• [To do] Write out exactly the lines running from the line that includes "Where can you find the distant" to the end of the data, both ends included, and nothing besides.

** begin Extracted entries **

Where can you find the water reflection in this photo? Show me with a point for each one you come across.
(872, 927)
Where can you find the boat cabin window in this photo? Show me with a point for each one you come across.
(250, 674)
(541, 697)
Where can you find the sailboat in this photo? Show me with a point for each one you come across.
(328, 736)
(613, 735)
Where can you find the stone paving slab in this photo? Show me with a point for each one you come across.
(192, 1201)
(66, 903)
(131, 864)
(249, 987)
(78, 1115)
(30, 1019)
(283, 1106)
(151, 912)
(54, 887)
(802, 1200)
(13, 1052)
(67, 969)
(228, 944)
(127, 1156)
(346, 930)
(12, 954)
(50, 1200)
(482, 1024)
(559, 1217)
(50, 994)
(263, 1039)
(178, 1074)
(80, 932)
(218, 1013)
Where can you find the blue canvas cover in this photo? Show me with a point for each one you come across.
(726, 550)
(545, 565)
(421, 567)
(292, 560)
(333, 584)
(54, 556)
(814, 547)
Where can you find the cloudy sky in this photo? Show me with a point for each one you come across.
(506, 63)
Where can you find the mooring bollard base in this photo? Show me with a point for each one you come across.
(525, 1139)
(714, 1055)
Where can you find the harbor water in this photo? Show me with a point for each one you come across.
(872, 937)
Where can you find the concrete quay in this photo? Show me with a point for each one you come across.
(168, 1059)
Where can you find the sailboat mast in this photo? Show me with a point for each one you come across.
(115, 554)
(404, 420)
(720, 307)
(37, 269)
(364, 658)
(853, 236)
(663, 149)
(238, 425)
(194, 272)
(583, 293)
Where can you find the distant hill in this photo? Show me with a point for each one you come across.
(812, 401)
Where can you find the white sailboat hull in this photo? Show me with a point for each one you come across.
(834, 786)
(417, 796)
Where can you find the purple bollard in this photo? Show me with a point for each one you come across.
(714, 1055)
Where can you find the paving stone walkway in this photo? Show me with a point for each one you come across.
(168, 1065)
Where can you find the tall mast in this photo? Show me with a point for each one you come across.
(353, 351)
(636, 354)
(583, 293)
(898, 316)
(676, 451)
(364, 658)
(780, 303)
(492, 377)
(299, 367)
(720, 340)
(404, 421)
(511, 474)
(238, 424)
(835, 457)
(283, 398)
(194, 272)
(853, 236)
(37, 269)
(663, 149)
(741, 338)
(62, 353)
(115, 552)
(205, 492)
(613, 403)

** end Extracted entries **

• [Reply]
Where can you find the distant hill in this photo? Show me with a point for each one you come across.
(812, 401)
Where can you find the white sailboat hull in this photo? Show me with a point for each one you come across.
(834, 786)
(417, 796)
Where can you find the purple bollard in this photo? Show me with a point for each one you come across.
(714, 1055)
Where can you find the paving stone walkway in this photo? Show me with a point for each one you come across.
(168, 1065)
Where can you find the tall mast in this photo? Show me with a point for each one you come across.
(353, 351)
(636, 354)
(583, 293)
(898, 316)
(676, 451)
(364, 658)
(780, 303)
(492, 377)
(299, 367)
(720, 340)
(404, 421)
(511, 474)
(238, 424)
(835, 457)
(283, 398)
(194, 272)
(853, 236)
(37, 269)
(663, 149)
(741, 338)
(62, 353)
(115, 552)
(205, 492)
(613, 403)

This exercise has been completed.